WRITTEN EXERCISE 1:
Reproduce the forum thread about enrolling a puppy in an obedience class in full, keeping every line unchanged.

ARTICLE:
▬▬▬▬▬▬▬▬▬▬

# Did you enroll your puppy in an obedience class?



## cockapup (Jul 10, 2012)

Did you enroll your puppy in an obedience class and at what age?
Do you recommend it or are cockapoos easy enough to train using books/internet? I am reading dog training books but not sure if this is enough.

Do you think it affects how your cockapoo turned out?


----------



## kendal (Jul 16, 2009)

if you don't want to go for the training you should at least go for the socialization. both dog and people. and i would say as early as possible. group classes expose your pup to dogs of all shapes and sizes and teaches them how to react round other dogs, even badly behaved dogs in a class are useful as a distraction for other dogs as they learn to ignore and focus on you. 

so i would say go for it, as soon as you can


----------



## TraceyT33 (Jun 25, 2012)

I was thinking the same thing.... and I am definitely going to book into a training class, what age would you recommend? I havent got my pup yet but want to try and book something.
x


----------



## kendal (Jul 16, 2009)

most classes will take puppies after their second injection about 12-14 weeks depending on the class, i got to take Echo and Delta to class (but not train with them) at 8 weeks old because i already had Gypsy and Inca at the class so the puppy just came too. even just getting to go to sit a watch with your puppy till its old enough exposes it to all the noises and smells so its not a daunting. but every class is different.

▬▬▬▬▬▬▬▬▬▬

PROVIDED DATA:

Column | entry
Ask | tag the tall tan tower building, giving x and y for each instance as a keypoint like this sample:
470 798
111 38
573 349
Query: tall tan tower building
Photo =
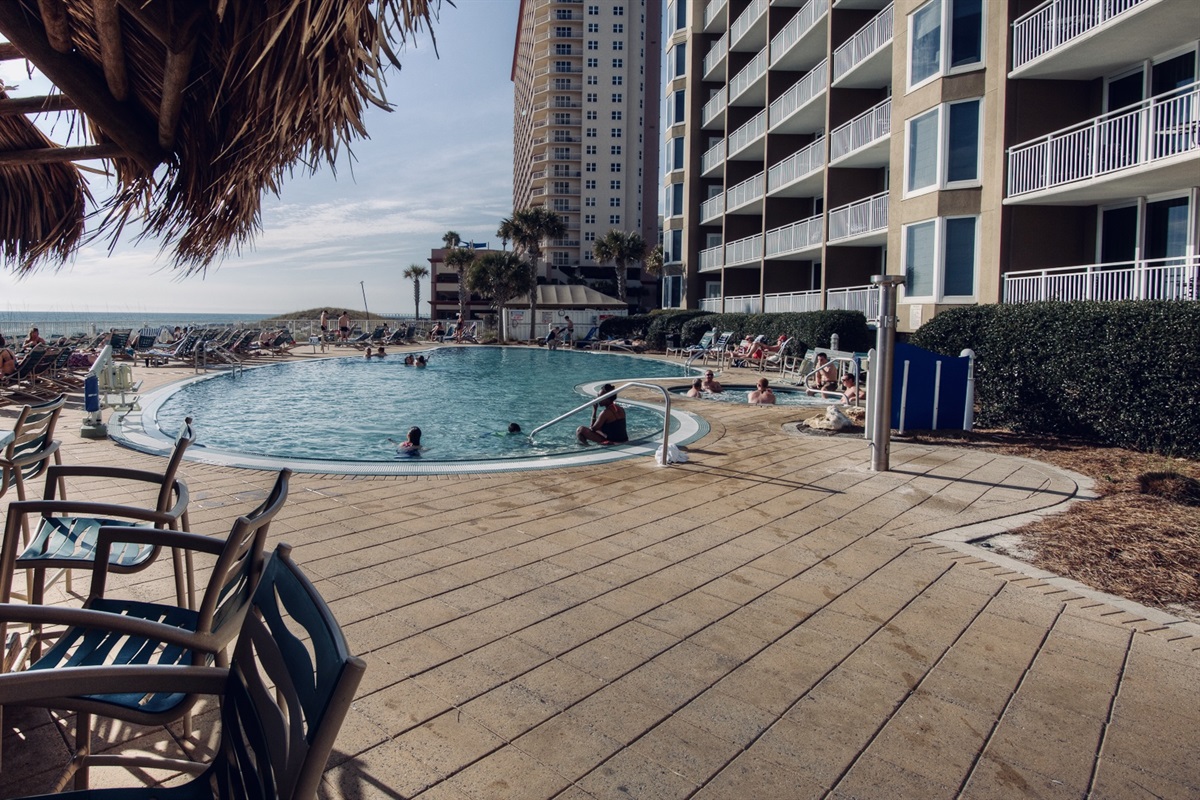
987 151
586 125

▬▬▬▬▬▬▬▬▬▬

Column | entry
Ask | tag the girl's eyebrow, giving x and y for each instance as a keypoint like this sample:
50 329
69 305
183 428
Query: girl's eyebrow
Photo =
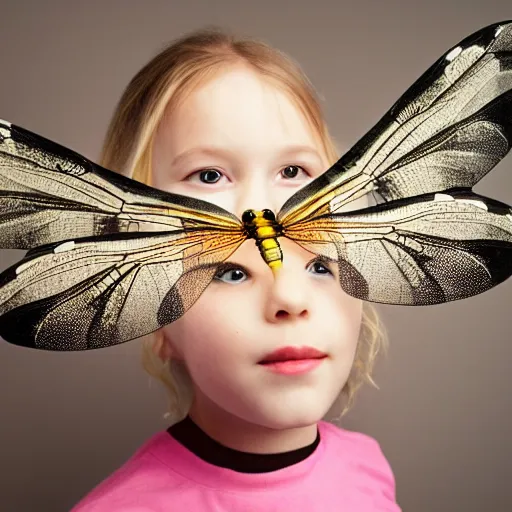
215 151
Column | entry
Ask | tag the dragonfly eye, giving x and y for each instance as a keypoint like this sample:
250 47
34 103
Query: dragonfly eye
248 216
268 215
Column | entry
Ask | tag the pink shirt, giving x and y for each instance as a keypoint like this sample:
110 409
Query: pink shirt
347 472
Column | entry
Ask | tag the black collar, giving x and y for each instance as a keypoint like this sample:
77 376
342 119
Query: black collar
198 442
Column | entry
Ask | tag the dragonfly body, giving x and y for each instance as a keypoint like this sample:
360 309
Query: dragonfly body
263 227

▬▬▬▬▬▬▬▬▬▬

WRITTEN EXERCISE 2:
Pick out each line of the records that contains the string "tower". Treat uppercase and lowercase letters as different.

WORKED SOLUTION 1:
# Did you enroll your puppy in an obedience class?



## cockapup (Jul 10, 2012)

Did you enroll your puppy in an obedience class and at what age?
Do you recommend it or are cockapoos easy enough to train using books/internet? I am reading dog training books but not sure if this is enough.

Do you think it affects how your cockapoo turned out?


----------



## kendal (Jul 16, 2009)

if you don't want to go for the training you should at least go for the socialization. both dog and people. and i would say as early as possible. group classes expose your pup to dogs of all shapes and sizes and teaches them how to react round other dogs, even badly behaved dogs in a class are useful as a distraction for other dogs as they learn to ignore and focus on you. 

so i would say go for it, as soon as you can


----------



## TraceyT33 (Jun 25, 2012)

I was thinking the same thing.... and I am definitely going to book into a training class, what age would you recommend? I havent got my pup yet but want to try and book something.
x


----------



## kendal (Jul 16, 2009)

most classes will take puppies after their second injection about 12-14 weeks depending on the class, i got to take Echo and Delta to class (but not train with them) at 8 weeks old because i already had Gypsy and Inca at the class so the puppy just came too. even just getting to go to sit a watch with your puppy till its old enough exposes it to all the noises and smells so its not a daunting. but every class is different.

WORKED SOLUTION 2:
Ask | tag the tall tan tower building, giving x and y for each instance as a keypoint like this sample:
Query: tall tan tower building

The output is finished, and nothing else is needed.